### Butir Tugas 1
Laporkan setiap baris dalam daftar yang memuat kata "only" dan salin baris itu secara utuh. Perbedaan huruf besar dan kecil diperhitungkan.

### Blok Teks

==================================================

DAMPAK GLOBALISASI TERHADAP PERTANIAN INDONESIA
Pendahuluan
Menghangatnya kembali diskursus globalisasi dalam bangsa yang aneh ini, cukup tepat untuk direspon, karena sejatinya struktur dan cultur bangsa ini masih patut dipertanyakan kelayakan dan kesiapannya dalam menghadapi globalisasi. Kenapa bangsa ini dikatakan aneh? Karena bangsa yang secara sah telah menyatakan keterlibatannya dalam globalisasi (baca: perdagangan bebas) ini masih tetap tampak santai dan tidak responsif atas manuper politik negara pesaing pra-globalisasi. Borok dan kelemahan bangsa yang masih kentara disana sini, baik pada human capital, supporting institution, maupun natural resources sepertinya enggan untuk dieliminasi oleh para pelaku kebijakan.
Anehnya lagi, diskursus globalisasi di Indonesia pada kenyataannya hanya marak pada tataran wacananya, sementara pasca legalisasi, entitas ekonomi ini “sepi” seperti tidak mengerti atas substansi dan implikasi globalisasi. Mungkinkah bangsa ini terlalu pede dengan kekayaan alamnya, atau jangan-jangan kita ini memang terkena sindrom. Tetapi “Tidak” kata para ekonom, karena sesungguhnya globalisasi memberikan peluang yang sama kepada semua negara (kayamiskin,utara-selatan, timur-barat, dsb) untuk menjadi kuat dan kaya. Tetapi harus ingat kata para sosiolog, bahwa globalisasi yang berpijak di atas kapitalisme juga berpeluang bagi meningkatnya kesenjangan dalam relasi dualisme tersebut.

==================================================

### Daftar Entri

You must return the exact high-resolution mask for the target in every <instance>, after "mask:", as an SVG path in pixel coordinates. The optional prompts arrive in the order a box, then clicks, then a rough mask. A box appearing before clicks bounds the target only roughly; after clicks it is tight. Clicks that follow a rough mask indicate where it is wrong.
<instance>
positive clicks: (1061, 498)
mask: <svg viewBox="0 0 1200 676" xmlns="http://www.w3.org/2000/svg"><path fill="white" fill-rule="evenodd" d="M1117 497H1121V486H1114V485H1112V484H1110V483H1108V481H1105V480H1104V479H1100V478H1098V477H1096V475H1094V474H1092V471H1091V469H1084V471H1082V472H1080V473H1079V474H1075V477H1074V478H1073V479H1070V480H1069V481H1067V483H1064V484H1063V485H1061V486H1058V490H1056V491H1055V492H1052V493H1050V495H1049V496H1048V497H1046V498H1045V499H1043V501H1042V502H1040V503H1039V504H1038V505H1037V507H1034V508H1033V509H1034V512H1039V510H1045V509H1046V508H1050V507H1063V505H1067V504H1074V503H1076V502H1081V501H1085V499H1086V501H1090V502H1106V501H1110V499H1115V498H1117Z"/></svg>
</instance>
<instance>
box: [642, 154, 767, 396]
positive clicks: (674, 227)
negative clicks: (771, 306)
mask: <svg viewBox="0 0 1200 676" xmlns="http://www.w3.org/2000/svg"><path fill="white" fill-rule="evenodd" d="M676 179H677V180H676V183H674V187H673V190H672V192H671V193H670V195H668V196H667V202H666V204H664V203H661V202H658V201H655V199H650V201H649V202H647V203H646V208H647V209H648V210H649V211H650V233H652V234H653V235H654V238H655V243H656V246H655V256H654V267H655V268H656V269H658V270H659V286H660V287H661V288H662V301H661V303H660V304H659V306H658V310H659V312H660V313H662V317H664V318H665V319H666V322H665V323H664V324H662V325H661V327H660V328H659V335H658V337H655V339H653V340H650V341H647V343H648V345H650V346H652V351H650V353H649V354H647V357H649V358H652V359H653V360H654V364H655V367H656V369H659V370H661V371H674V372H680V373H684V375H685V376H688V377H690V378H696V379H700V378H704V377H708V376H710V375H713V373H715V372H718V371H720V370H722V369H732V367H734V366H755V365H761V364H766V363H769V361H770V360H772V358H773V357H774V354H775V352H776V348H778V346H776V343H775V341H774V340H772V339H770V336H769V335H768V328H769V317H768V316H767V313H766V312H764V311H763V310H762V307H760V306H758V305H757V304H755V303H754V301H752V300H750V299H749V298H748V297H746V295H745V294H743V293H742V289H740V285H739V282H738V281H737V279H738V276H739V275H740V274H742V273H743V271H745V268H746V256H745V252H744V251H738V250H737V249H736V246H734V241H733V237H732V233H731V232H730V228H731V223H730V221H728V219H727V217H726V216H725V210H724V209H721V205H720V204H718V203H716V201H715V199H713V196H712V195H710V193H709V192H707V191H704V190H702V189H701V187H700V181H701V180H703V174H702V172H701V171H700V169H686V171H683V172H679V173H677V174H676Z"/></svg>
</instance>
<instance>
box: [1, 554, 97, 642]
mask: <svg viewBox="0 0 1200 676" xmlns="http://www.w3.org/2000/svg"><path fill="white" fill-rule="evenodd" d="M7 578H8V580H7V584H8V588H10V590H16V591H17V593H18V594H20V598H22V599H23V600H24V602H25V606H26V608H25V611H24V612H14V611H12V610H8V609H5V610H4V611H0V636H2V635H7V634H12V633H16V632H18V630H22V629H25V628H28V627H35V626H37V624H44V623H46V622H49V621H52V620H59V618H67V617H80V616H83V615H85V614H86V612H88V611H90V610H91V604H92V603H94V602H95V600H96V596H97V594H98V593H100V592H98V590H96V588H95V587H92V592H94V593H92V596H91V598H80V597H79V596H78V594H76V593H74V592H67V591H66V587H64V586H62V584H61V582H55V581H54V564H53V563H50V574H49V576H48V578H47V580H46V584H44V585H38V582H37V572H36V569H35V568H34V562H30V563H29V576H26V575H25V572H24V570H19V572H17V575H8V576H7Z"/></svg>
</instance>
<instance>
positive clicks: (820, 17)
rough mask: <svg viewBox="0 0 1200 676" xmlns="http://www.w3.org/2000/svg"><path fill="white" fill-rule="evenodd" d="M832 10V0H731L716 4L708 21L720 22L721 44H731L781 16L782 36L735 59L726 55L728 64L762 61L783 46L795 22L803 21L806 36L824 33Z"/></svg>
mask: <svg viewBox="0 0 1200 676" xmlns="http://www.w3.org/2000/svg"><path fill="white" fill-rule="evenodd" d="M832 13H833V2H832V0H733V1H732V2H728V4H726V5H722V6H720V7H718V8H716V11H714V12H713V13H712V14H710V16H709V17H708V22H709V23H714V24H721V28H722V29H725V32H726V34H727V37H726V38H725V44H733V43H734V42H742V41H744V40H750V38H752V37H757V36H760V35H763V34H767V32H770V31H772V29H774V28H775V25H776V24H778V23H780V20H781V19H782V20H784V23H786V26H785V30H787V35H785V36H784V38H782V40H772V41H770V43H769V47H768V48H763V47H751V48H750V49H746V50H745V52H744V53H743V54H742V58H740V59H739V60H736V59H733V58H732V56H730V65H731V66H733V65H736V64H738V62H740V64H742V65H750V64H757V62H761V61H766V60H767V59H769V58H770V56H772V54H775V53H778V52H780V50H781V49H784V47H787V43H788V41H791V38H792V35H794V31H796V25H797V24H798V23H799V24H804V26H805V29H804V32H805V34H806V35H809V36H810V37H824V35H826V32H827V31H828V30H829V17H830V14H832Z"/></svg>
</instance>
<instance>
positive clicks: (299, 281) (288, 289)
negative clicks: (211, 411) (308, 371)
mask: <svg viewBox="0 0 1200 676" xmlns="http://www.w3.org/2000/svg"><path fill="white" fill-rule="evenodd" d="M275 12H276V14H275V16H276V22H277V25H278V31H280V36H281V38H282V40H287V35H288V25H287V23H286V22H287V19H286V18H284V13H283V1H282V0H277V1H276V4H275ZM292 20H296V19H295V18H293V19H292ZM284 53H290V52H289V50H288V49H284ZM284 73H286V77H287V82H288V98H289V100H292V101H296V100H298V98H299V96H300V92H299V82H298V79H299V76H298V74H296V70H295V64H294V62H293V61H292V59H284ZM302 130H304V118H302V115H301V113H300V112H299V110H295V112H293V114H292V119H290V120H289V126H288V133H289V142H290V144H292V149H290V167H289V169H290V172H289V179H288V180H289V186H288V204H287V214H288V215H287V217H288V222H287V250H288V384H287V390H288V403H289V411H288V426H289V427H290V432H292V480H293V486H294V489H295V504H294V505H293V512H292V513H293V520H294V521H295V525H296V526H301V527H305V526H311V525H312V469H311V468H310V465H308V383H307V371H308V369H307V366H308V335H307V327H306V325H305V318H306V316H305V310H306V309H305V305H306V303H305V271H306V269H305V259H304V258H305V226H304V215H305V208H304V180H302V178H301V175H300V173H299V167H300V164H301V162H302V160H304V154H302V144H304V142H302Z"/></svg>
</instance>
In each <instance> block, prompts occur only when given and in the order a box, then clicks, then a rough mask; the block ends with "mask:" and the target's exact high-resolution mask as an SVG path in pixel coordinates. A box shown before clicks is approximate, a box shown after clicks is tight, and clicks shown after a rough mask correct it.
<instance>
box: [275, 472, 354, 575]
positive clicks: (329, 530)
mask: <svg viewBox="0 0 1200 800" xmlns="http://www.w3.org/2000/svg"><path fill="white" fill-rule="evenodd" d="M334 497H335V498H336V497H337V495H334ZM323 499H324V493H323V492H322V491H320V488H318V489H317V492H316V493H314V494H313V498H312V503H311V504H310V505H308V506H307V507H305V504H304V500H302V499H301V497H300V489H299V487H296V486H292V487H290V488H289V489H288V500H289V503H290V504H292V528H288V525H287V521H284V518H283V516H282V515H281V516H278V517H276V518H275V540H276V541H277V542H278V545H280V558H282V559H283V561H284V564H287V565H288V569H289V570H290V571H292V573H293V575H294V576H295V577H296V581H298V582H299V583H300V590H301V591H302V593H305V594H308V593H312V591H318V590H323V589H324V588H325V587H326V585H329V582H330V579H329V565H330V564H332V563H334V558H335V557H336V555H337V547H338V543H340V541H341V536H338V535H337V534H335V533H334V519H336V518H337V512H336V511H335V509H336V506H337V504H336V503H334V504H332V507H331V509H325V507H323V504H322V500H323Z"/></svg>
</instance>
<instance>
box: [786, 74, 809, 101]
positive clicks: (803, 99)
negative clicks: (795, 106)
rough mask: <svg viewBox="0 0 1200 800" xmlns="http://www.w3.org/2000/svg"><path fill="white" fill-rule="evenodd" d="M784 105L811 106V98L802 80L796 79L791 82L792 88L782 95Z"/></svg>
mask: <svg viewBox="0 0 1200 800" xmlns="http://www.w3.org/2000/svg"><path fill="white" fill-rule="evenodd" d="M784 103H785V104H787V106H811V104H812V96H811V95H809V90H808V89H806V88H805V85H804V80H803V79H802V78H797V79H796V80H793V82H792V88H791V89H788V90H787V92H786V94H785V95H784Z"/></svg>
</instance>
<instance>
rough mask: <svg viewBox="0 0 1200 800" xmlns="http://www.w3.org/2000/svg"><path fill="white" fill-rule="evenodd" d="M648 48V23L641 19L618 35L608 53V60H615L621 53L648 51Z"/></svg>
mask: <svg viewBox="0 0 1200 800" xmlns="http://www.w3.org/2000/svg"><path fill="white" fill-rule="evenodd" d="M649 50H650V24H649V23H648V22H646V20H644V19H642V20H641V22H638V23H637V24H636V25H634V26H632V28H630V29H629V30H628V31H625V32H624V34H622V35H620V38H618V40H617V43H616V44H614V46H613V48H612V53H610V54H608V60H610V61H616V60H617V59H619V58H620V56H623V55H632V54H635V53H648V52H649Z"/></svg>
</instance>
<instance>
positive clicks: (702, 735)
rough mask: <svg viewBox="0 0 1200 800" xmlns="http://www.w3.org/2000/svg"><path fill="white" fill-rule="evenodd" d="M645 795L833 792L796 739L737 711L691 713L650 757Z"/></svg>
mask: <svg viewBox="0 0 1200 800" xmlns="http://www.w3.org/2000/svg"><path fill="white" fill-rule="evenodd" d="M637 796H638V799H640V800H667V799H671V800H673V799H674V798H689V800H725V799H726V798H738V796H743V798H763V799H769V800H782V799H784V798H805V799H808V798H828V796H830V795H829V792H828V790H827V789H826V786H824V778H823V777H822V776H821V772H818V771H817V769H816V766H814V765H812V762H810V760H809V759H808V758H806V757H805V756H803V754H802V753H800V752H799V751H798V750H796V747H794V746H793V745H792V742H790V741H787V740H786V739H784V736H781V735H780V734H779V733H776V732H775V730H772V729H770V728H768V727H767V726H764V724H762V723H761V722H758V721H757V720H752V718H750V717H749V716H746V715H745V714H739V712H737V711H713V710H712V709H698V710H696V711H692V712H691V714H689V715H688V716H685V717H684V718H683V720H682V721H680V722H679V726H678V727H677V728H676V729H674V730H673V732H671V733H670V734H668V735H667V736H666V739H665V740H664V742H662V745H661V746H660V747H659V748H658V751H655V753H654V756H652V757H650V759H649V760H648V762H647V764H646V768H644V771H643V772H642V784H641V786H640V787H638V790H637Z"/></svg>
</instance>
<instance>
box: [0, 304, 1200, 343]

==================================================

### Butir Tugas 2
Dalam teks tentang dampak globalisasi terhadap pertanian Indonesia di atas, pada bidang apa saja borok dan kelemahan bangsa disebut masih kentara? Tuliskan ketiganya.

### Kolom Jawaban 1
You must return the exact high-resolution mask for the target in every <instance>, after "mask:", as an SVG path in pixel coordinates. The optional prompts arrive in the order a box, then clicks, then a rough mask. A box appearing before clicks bounds the target only roughly; after clicks it is tight. Clicks that follow a rough mask indicate where it is wrong.
In each <instance> block, prompts occur only when given and in the order a box, then clicks, then a rough mask; the block ends with "mask:" and the target's exact high-resolution mask as an SVG path in pixel coordinates. A box shown before clicks is approximate, a box shown after clicks is tight, and clicks shown after a rough mask correct it.

### Kolom Jawaban 2
human capital, supporting institution, natural resources